SUPPLIED MATERIAL »

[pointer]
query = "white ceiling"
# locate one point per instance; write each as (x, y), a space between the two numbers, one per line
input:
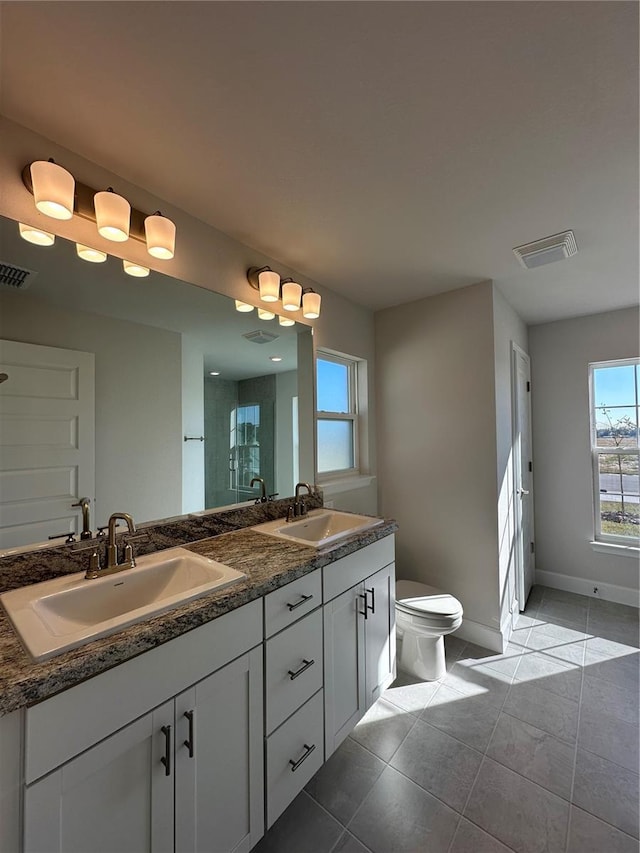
(387, 150)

OBJECTIVE »
Reproduce the rows above with "gray ceiling" substituted for "white ceiling" and nothing else altered. Omit the pictures from your answer.

FULL SOLUTION »
[pointer]
query = "gray ceiling"
# locate one point per instance; write each as (x, y), a space between the two numbers, one per line
input:
(387, 150)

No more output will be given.